Como os holandeses lutaram por um país de bicicletas
A geografia da Holanda ajuda, mas não explica a paixão nacional por bicicletas
E aí, tudo bem contigo?
Outro dia publiquei no Ducs Amsterdam um post sobre como andar de bicicleta na sua viagem, mas aqui eu vou falar sobre outro aspecto do país das bikes.
As pessoas vêem a Holanda hoje tomada por bikes e pensam que sempre foi assim, que o ciclismo na Holanda é uma consequência natural e espontânea saída de sonhos e derivada da geografia plana do país. Será que a explicação é tão simples assim?
A Bélgica também é plana em muitas partes, e suas ruas são tomadas por carros. E a Dinamarca é bem menos plana do que a Holanda, e está cheia de bicicletas (a ponto de os dinamarqueses se considerarem o país das bicicletas também, e não precisa brigar pelo título com a Holanda, quanto mais “país das bicicletas", melhor).

■ O problema: Traduza para o inglês a frase “A Bélgica também é plana em muitas partes, e suas ruas são tomadas por carros.”, do texto sobre o ciclismo na Holanda. Não é preciso consultar os itens.

■ Dados extraídos:
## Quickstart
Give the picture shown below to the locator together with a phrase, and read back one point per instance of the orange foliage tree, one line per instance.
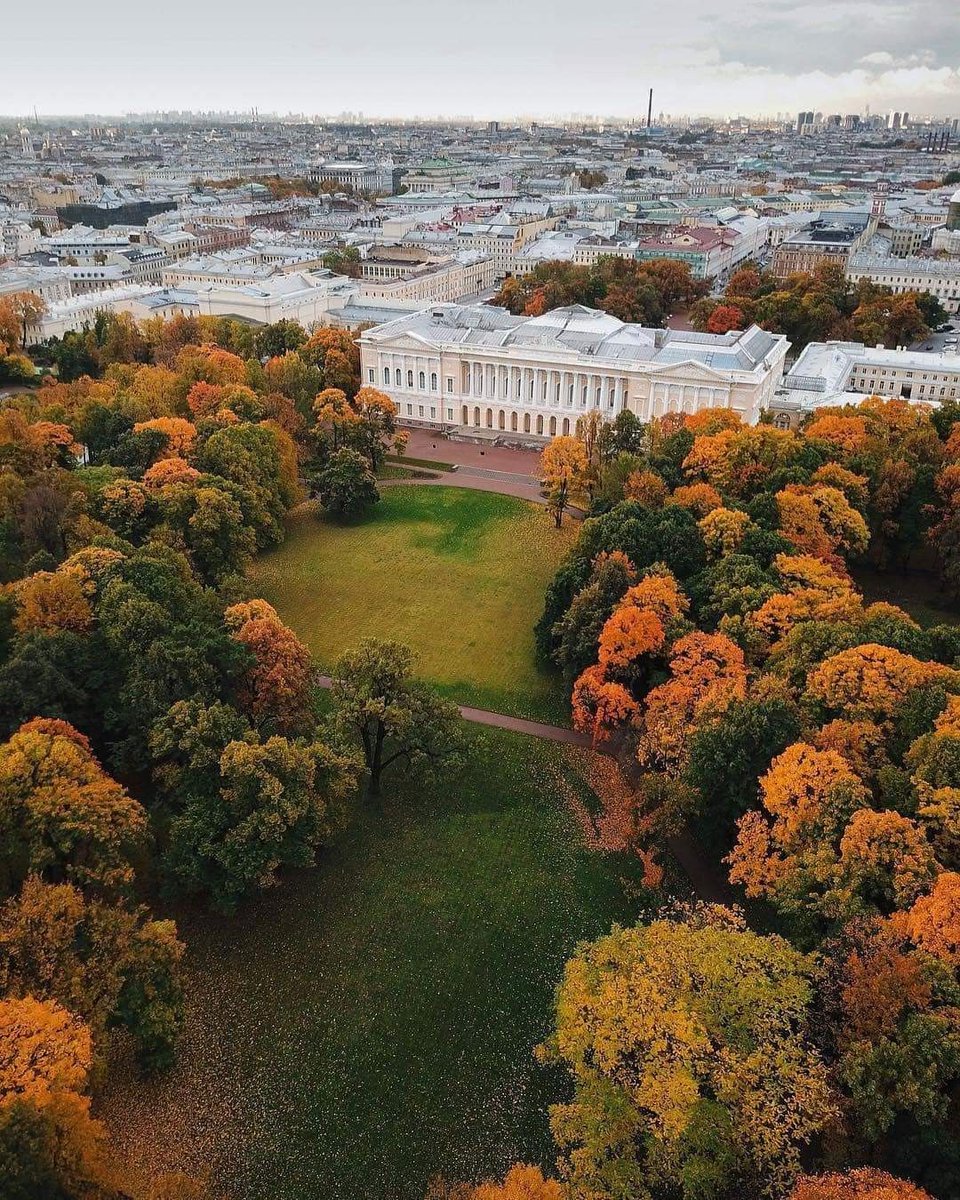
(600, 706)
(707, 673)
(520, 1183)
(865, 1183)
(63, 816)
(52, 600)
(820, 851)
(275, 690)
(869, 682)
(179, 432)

--

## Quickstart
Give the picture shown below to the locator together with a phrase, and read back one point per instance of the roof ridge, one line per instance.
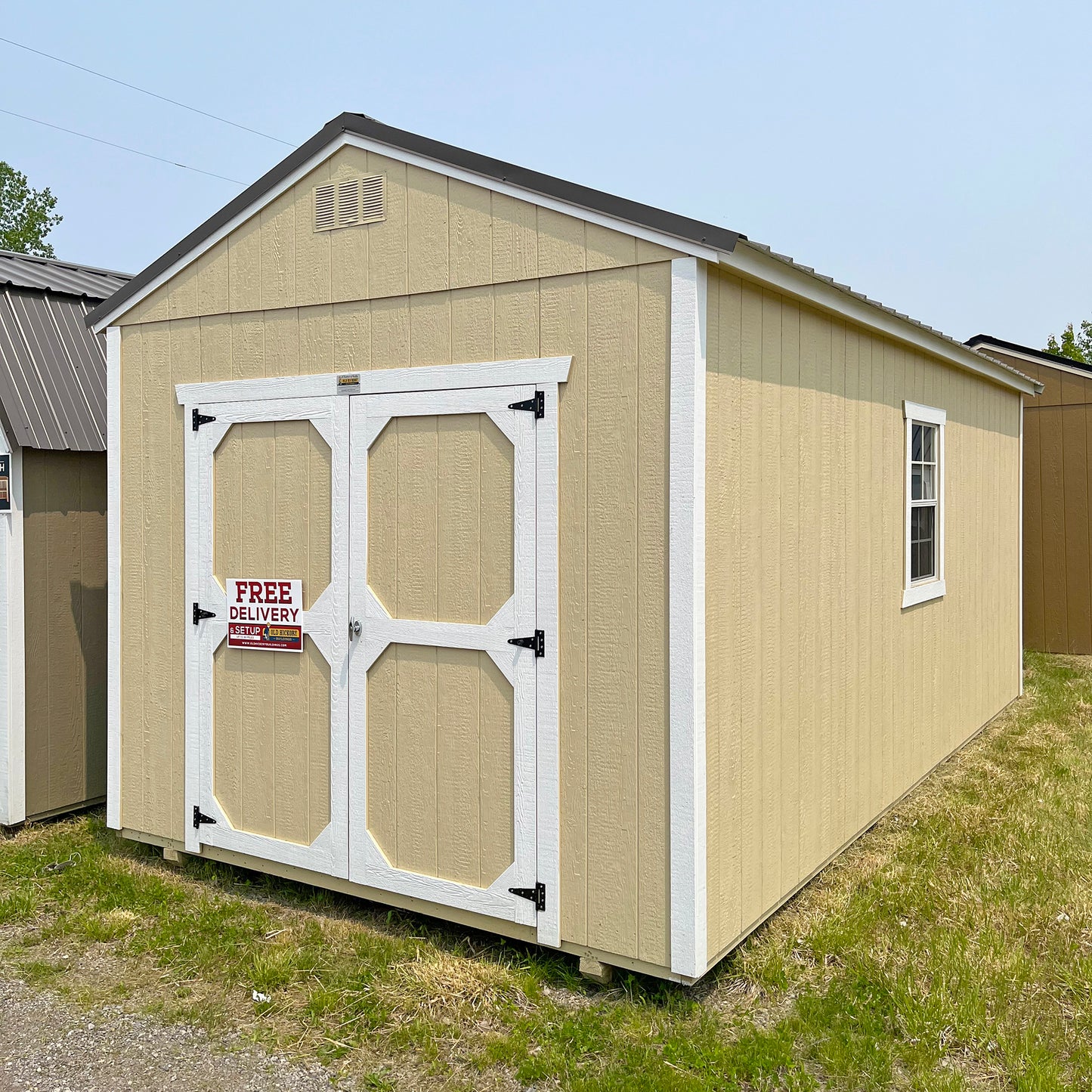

■ Resposta: Belgium is also flat in many parts, and its streets are taken over by cars.